- **What the exercise asks**
Begin at the line that contains "Every instance of the ornate" and stop after the line that contains "[(521, 425)]", then write those lines out again, substituting "single point" for every "single marker" and leaving all else unchanged.

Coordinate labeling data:
____

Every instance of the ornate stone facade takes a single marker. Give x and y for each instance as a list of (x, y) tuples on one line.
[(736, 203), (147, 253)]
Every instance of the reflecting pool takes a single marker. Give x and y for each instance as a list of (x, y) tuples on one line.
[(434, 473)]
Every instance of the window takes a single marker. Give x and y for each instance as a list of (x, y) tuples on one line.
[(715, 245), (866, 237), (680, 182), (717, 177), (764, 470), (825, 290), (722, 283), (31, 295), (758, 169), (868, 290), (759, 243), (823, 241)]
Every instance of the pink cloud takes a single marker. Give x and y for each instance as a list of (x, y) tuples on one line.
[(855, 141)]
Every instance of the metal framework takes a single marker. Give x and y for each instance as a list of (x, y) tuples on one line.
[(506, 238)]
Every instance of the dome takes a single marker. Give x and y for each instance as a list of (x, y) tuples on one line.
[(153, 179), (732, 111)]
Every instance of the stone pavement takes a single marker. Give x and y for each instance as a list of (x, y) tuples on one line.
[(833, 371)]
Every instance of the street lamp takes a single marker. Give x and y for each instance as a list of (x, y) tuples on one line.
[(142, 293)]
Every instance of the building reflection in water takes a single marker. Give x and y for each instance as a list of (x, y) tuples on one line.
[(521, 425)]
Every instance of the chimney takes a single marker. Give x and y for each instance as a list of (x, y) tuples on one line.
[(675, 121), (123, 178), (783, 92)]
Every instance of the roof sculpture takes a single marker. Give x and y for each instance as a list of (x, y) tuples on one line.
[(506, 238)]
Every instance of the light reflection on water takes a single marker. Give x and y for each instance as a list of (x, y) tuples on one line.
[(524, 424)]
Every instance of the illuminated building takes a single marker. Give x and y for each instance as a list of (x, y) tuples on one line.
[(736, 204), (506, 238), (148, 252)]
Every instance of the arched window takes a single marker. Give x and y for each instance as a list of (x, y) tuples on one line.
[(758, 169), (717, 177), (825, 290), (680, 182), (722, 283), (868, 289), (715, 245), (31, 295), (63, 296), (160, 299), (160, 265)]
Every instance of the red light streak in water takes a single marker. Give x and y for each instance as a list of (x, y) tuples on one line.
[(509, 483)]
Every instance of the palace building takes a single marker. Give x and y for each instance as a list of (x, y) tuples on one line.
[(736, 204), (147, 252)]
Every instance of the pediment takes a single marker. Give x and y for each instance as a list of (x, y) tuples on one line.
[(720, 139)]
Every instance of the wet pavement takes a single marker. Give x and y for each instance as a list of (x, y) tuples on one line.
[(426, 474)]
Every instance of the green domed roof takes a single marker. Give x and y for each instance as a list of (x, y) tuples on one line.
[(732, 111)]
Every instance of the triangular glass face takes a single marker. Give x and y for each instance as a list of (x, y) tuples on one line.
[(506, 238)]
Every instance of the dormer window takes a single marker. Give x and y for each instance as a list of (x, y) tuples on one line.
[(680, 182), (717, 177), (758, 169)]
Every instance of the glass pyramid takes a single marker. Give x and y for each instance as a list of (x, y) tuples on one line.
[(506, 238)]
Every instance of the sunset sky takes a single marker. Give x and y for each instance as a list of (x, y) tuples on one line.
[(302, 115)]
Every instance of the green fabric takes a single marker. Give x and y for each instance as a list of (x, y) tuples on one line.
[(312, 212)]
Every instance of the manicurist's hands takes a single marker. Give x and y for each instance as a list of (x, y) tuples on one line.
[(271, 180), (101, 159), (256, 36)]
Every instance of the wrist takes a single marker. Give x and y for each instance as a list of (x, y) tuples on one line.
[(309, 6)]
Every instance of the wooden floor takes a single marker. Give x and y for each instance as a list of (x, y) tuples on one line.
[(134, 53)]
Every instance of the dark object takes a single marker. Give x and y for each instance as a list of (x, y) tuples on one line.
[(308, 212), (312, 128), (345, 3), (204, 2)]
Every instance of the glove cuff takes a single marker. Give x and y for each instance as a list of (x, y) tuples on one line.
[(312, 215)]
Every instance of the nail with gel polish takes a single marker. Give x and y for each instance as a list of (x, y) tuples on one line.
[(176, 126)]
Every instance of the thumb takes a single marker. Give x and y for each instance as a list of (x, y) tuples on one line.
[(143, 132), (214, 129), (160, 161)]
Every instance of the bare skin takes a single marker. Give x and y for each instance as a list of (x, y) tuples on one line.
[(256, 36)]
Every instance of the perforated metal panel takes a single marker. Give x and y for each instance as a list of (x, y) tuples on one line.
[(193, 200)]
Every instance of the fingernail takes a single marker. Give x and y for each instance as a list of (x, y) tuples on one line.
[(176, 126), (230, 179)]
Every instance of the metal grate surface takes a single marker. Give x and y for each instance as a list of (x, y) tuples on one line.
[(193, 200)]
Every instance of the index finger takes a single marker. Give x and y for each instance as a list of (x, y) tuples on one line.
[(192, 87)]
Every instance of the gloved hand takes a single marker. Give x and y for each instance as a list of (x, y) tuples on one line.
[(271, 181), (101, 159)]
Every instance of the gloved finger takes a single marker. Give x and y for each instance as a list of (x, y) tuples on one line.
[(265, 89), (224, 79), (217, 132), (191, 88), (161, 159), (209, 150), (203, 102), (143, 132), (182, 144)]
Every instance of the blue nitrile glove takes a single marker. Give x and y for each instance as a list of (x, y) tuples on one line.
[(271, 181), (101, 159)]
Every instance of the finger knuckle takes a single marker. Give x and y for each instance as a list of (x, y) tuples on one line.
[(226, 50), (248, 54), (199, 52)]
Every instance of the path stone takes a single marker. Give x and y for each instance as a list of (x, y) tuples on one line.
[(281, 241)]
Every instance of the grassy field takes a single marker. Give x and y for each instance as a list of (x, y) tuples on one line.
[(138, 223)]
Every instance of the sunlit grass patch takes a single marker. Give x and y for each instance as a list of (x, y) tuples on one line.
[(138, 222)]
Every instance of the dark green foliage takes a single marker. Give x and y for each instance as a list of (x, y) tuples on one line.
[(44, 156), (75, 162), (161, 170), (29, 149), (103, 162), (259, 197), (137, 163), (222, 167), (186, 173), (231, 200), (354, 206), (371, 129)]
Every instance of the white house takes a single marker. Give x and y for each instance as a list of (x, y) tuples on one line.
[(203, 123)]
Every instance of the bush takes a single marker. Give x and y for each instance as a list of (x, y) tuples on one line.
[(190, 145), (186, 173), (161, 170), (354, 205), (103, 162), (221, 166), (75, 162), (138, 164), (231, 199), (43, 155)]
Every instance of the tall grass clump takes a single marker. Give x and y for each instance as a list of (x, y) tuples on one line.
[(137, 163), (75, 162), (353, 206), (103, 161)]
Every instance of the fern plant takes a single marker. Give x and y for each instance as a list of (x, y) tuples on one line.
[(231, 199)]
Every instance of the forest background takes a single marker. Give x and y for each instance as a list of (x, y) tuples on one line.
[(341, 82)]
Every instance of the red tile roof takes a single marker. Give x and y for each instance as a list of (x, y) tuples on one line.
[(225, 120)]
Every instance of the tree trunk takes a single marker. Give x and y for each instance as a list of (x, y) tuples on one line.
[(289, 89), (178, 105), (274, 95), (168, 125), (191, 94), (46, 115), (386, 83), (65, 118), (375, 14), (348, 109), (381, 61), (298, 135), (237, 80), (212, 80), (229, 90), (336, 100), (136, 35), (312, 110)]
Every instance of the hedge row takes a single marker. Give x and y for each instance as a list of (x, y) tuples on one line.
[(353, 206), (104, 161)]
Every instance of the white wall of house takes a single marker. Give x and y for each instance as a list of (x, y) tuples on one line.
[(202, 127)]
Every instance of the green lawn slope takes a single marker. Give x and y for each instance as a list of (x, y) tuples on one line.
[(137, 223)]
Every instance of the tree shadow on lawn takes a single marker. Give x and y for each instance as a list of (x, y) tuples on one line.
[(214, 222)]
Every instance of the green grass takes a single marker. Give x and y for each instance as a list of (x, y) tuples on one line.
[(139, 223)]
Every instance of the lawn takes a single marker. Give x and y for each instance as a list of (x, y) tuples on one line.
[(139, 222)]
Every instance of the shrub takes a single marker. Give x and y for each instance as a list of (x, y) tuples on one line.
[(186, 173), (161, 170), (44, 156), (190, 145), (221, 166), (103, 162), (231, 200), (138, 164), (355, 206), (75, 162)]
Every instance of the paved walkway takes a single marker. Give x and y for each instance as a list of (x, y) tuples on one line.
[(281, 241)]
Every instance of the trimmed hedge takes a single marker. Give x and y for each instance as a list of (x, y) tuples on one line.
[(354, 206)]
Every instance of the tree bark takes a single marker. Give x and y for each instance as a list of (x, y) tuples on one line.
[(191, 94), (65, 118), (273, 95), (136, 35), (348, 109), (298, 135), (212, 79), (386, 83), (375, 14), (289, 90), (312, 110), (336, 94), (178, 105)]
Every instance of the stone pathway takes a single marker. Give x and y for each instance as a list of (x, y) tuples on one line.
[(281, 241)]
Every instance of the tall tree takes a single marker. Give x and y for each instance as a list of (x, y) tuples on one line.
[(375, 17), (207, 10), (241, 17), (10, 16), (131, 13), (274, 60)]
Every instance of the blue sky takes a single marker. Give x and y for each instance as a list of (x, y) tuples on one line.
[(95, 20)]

____

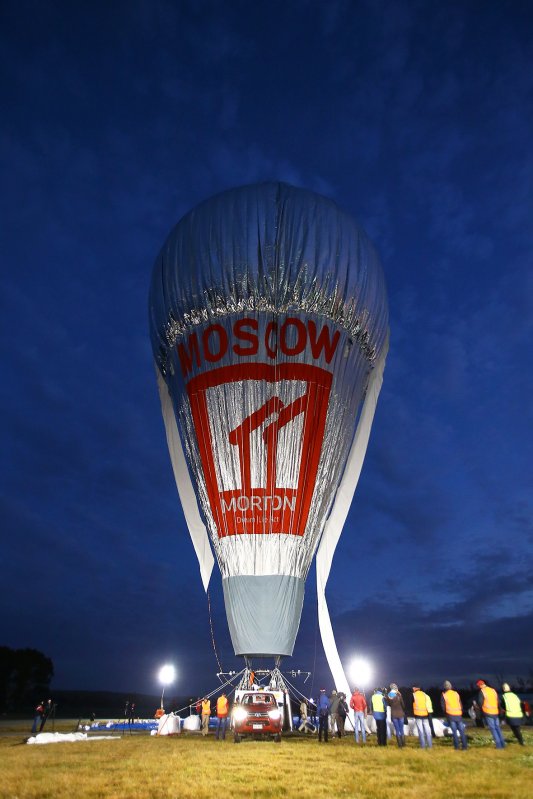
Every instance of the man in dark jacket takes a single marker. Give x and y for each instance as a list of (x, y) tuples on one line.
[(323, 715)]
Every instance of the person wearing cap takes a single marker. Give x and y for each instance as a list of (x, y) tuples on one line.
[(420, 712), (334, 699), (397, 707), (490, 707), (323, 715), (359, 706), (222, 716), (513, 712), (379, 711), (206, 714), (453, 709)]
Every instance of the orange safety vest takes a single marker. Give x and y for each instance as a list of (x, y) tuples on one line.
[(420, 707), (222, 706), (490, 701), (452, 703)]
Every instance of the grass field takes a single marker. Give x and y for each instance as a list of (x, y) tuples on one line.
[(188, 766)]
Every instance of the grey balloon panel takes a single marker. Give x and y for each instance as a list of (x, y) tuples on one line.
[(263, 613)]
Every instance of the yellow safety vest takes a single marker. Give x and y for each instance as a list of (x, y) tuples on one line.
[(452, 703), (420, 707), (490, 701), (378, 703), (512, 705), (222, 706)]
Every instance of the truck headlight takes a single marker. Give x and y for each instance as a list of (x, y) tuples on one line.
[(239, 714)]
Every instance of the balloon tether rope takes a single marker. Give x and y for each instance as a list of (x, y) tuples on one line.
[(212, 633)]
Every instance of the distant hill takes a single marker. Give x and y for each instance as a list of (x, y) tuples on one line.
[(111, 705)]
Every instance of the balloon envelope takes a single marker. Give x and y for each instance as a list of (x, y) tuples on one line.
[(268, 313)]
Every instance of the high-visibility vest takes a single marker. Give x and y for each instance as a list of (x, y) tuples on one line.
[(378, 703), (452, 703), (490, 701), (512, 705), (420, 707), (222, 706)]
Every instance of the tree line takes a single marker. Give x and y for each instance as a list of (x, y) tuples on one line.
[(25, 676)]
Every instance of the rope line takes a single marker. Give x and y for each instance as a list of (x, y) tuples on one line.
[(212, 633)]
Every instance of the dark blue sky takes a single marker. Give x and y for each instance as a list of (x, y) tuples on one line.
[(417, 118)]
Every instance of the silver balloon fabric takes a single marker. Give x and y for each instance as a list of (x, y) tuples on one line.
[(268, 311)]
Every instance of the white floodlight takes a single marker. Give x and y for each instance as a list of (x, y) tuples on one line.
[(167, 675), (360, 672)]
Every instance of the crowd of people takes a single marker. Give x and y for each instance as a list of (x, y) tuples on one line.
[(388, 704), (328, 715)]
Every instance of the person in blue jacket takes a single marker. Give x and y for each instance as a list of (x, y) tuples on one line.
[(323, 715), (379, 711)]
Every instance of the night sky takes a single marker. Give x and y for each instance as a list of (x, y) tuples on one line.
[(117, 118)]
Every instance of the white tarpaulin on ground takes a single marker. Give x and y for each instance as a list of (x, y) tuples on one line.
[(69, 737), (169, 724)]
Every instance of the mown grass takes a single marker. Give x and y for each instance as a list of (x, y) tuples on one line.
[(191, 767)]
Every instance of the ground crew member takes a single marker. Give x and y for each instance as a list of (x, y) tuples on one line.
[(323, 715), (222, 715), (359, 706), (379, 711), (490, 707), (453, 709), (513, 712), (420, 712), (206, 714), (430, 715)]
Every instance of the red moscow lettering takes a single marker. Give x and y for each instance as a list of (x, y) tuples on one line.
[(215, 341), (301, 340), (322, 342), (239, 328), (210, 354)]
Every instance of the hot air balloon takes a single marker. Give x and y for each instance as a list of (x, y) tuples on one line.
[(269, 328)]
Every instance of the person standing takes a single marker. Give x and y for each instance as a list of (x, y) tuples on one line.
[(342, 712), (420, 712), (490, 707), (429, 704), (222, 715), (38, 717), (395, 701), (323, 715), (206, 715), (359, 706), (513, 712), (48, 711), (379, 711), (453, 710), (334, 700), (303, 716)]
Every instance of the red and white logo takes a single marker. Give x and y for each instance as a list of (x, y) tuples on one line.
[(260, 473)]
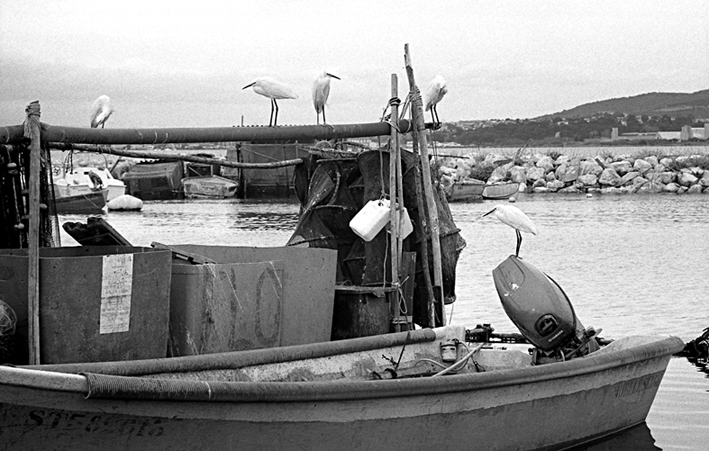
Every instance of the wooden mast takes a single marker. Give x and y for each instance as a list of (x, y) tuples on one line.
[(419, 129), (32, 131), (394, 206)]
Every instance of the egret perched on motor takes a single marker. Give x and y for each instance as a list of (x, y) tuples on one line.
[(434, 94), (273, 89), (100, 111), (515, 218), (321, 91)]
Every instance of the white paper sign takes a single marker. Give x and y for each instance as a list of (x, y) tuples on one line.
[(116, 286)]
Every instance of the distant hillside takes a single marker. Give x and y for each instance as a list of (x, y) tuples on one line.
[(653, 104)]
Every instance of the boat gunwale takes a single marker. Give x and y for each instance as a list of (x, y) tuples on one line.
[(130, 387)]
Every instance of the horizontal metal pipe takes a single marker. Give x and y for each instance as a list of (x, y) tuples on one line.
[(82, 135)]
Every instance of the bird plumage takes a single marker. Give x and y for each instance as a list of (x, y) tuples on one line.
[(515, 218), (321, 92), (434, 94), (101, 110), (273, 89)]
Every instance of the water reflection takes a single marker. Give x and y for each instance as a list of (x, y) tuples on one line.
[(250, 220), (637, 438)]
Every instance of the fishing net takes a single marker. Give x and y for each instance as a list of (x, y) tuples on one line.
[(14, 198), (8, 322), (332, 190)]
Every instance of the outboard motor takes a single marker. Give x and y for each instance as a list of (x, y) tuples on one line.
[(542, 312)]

____

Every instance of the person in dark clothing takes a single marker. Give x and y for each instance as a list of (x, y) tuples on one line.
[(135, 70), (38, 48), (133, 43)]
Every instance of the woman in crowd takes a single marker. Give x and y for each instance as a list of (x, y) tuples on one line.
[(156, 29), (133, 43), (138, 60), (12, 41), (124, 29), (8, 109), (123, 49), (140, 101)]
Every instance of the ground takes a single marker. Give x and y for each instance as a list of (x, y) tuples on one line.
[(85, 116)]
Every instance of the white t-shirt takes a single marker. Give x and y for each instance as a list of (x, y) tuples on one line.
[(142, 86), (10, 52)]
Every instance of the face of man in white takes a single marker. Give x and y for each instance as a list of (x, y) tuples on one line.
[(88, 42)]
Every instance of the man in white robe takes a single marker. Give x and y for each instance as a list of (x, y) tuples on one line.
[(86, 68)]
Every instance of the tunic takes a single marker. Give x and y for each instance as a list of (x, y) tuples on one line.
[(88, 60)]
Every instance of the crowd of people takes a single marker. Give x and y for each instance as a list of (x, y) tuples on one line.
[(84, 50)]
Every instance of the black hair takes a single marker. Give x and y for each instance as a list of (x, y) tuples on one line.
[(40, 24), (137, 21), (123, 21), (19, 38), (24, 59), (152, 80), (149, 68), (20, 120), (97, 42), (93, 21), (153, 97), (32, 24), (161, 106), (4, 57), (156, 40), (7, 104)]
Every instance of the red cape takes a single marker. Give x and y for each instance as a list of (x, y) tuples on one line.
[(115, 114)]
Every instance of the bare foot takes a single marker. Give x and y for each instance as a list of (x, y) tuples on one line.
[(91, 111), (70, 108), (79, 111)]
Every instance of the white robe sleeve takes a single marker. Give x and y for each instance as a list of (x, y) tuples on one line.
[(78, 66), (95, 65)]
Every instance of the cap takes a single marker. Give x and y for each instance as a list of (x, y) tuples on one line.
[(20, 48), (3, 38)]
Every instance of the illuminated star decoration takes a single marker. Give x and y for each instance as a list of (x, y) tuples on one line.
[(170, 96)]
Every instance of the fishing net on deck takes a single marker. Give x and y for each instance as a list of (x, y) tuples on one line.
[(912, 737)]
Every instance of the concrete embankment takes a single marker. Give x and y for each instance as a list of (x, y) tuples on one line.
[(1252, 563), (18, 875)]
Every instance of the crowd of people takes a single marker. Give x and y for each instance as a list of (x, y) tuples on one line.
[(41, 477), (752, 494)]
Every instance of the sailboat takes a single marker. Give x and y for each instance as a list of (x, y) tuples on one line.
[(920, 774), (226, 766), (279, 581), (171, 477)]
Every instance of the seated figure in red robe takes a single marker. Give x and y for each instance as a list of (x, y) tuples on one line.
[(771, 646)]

____

- **Output of the exercise**
Every instance of the ornate stone facade takes a single point. Give x and y for each instance as a list of (x, y) tuples on one line.
[(736, 203), (147, 253)]
Every instance of the reflecting pool takes a single point. Give x and y for each instance as a list of (x, y) tuples on one line.
[(434, 473)]
Every instance of the window takes a single point. Give x and y for each instance as a list of (x, y) tuples on one line.
[(715, 245), (866, 237), (680, 182), (717, 177), (764, 470), (825, 290), (722, 283), (31, 295), (758, 169), (868, 290), (759, 243), (823, 241)]
Every instance of the pink cloud takes a single point. Give x and y for each instance as a list of (x, y) tuples on one line.
[(855, 141)]
Every instance of the metal framework takes a single point. Give x and y for each instance as a list of (x, y) tuples on one line.
[(506, 238)]
Every instance of the dome takes a single point. Give x and y for each instance as a list of (x, y) tuples on one line.
[(153, 179), (732, 111)]
Every instance of the stone pavement takes a single point. Give x and y for each instance as a list of (x, y) tuples on one line.
[(833, 371)]
Every instance of the street lamp takes a single point. Give x and y for each instance as a list of (x, y) tuples on one line.
[(142, 293)]
Every instance of the building reflection in water takes a single point. Give x and y for each instance as a list of (x, y) tuples on one line.
[(521, 425)]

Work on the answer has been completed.